**Problem to work on:** Reproduce the entries below with every occurrence of "innermost point" replaced by "central point" and all other text left unchanged. Omit the pictures from the output.

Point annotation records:

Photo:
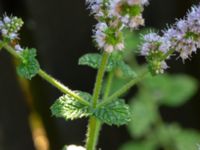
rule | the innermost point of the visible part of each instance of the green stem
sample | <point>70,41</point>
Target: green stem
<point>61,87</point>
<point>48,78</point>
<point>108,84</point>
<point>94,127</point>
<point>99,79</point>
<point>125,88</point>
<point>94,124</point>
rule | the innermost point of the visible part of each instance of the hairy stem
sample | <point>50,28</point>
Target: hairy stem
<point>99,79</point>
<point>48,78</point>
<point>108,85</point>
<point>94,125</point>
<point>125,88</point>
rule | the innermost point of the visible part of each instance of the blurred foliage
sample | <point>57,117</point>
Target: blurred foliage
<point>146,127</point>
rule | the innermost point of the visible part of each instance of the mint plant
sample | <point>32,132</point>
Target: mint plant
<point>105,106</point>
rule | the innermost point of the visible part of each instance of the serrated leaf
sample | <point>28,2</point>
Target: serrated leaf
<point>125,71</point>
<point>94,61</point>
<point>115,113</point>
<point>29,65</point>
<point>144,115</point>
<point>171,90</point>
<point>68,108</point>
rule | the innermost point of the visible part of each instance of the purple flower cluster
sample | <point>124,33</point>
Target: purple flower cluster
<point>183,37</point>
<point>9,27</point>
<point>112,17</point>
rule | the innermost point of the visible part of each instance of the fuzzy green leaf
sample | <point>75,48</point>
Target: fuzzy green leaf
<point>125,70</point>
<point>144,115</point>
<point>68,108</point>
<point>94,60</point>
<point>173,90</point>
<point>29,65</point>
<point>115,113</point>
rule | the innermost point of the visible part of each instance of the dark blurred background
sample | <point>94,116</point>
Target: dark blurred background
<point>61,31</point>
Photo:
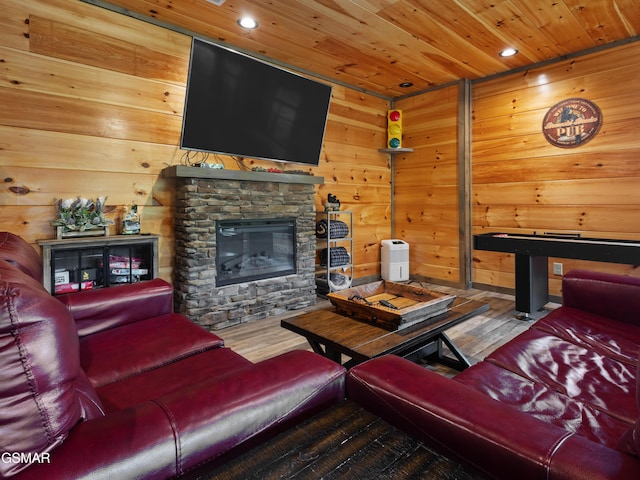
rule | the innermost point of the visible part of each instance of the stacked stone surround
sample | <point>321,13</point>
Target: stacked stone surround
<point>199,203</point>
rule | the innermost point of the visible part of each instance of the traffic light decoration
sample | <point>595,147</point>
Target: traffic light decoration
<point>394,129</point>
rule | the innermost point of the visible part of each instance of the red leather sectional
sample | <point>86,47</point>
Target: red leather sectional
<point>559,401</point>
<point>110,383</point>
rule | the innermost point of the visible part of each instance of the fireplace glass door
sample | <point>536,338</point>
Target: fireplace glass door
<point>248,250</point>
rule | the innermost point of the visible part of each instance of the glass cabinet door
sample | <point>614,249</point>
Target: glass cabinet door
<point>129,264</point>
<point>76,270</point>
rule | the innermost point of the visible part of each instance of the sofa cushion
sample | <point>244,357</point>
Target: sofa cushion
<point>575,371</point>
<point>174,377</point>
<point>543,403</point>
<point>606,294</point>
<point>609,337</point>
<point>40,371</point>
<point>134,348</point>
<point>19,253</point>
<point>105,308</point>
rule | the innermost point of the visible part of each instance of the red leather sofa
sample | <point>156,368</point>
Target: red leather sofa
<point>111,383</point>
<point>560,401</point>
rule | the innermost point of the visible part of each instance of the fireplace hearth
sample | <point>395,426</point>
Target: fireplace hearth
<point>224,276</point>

**Exercise result:**
Photo:
rule | the central point of the visible part of each instance of the green stem
sample | <point>70,41</point>
Target: green stem
<point>61,87</point>
<point>48,78</point>
<point>108,84</point>
<point>94,127</point>
<point>99,79</point>
<point>125,88</point>
<point>94,124</point>
rule | the central point of the visible part of each instance of the hairy stem
sample | <point>50,28</point>
Target: hairy stem
<point>99,79</point>
<point>48,78</point>
<point>108,85</point>
<point>94,125</point>
<point>125,88</point>
rule | the central point of the visible part of each instance of the blurred foliage
sample | <point>57,117</point>
Target: blurred foliage
<point>146,127</point>
rule | the central point of the visible part of each instance of the mint plant
sample | <point>32,132</point>
Target: mint plant
<point>105,106</point>
rule | the central point of the visible part of each instance of the serrated leaf
sample | <point>28,2</point>
Target: serrated leaf
<point>125,71</point>
<point>94,61</point>
<point>115,113</point>
<point>29,65</point>
<point>144,115</point>
<point>171,90</point>
<point>68,108</point>
rule | the central point of the visible part of each instance of the purple flower cluster
sample | <point>124,33</point>
Target: purple flower cluster
<point>183,37</point>
<point>9,27</point>
<point>112,17</point>
rule | the central point of the visible part of each instance of the fuzzy green leaf
sample | <point>75,48</point>
Target: fuzzy green leaf
<point>125,70</point>
<point>144,115</point>
<point>68,108</point>
<point>94,60</point>
<point>173,90</point>
<point>29,65</point>
<point>115,113</point>
rule | the central point of the visible part of each instance of the dark blurred background
sample | <point>94,116</point>
Target: dark blurred background
<point>61,31</point>
Photo:
rule | the central point of the visible part of each instance of the stacked stone surround
sample | <point>321,13</point>
Target: stacked stone surround
<point>199,203</point>
rule | the central point of the visible part of each instance of the traffic light decoration
sample | <point>595,147</point>
Target: traffic light decoration
<point>394,129</point>
rule | the central point of the visible part of each instance of the red leather sectional
sample | <point>86,47</point>
Target: red leather sectional
<point>559,401</point>
<point>110,383</point>
rule | the central point of the visible part of each instance of the fireplace glass door
sample | <point>536,338</point>
Target: fireplace glass door
<point>248,250</point>
rule | the central point of the visible part of each instance of the glass cabinet door
sample | <point>614,249</point>
Target: glass cabinet door
<point>129,264</point>
<point>76,270</point>
rule | the central point of the visible part of each instance of the sofa cushion
sample | <point>244,357</point>
Target: sofa cushion
<point>575,371</point>
<point>174,377</point>
<point>543,403</point>
<point>606,294</point>
<point>609,337</point>
<point>40,371</point>
<point>134,348</point>
<point>19,253</point>
<point>105,308</point>
rule | the central point of the visible part of each instance of the red leather sofa
sample | <point>156,368</point>
Target: red leather sofa
<point>111,383</point>
<point>560,401</point>
rule | the central point of the visible part of each instance of the fireplace hearth
sample | <point>395,426</point>
Target: fireplace hearth
<point>224,276</point>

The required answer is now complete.